**** DATA PROVIDED ****

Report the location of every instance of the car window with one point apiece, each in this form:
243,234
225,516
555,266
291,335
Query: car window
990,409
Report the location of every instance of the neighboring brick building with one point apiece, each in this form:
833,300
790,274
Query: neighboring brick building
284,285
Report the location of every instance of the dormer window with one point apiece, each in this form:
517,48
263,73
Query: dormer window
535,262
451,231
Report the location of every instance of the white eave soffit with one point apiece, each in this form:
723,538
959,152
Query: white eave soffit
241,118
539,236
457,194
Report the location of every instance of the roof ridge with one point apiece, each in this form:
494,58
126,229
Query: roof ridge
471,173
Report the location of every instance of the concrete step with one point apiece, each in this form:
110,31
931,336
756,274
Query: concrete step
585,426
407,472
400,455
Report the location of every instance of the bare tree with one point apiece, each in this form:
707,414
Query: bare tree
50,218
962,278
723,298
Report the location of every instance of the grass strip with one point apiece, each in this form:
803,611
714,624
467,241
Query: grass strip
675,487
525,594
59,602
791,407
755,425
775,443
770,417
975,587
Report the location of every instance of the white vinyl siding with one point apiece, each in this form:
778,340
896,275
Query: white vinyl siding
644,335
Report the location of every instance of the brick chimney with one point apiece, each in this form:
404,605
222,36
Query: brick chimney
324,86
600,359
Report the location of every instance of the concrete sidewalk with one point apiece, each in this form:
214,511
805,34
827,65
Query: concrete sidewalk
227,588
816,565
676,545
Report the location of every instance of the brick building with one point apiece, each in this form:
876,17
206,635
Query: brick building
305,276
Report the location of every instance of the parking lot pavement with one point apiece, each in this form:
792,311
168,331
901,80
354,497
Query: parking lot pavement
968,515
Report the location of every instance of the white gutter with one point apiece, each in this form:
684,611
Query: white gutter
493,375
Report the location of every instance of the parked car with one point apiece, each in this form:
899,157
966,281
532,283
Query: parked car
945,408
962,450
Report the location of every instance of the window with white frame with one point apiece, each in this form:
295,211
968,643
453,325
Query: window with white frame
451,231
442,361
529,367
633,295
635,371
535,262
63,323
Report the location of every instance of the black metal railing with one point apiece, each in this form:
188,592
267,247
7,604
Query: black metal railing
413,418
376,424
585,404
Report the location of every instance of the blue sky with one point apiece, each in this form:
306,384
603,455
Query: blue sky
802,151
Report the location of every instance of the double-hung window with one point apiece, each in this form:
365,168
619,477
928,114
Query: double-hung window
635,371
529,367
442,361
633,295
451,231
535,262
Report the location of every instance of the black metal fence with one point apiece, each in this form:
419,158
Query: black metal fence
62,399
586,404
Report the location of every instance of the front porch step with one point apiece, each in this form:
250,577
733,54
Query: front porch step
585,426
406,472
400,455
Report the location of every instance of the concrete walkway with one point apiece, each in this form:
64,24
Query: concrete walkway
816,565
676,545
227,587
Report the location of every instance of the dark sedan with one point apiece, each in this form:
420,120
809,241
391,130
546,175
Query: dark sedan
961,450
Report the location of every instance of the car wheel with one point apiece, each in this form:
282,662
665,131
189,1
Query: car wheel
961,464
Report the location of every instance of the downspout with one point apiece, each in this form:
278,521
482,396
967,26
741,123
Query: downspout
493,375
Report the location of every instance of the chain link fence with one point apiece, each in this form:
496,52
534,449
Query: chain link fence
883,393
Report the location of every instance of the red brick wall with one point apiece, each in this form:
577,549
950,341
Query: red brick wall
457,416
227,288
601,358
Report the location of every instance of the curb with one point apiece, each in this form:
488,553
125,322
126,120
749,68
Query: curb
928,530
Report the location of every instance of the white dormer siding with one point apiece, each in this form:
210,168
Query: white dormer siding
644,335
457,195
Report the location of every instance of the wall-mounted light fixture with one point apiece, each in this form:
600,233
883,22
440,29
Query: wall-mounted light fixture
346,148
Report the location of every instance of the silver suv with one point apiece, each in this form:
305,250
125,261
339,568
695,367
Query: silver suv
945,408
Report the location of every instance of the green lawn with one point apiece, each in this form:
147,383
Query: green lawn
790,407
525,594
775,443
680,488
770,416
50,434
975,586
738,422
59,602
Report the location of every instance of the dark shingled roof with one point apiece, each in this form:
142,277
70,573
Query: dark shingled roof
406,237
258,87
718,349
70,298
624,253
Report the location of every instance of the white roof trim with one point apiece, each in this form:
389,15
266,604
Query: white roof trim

****

YOUR OBJECTIVE
Rewrite the records from the line containing "Report the location of every instance of the white roof" through the end, both included, with "white roof trim" replaced by "white fascia" and nothing else altered.

TASK RESPONSE
Report the location of every instance of the white fascia with one point apiece, each in this form:
389,15
266,604
Query: white fascia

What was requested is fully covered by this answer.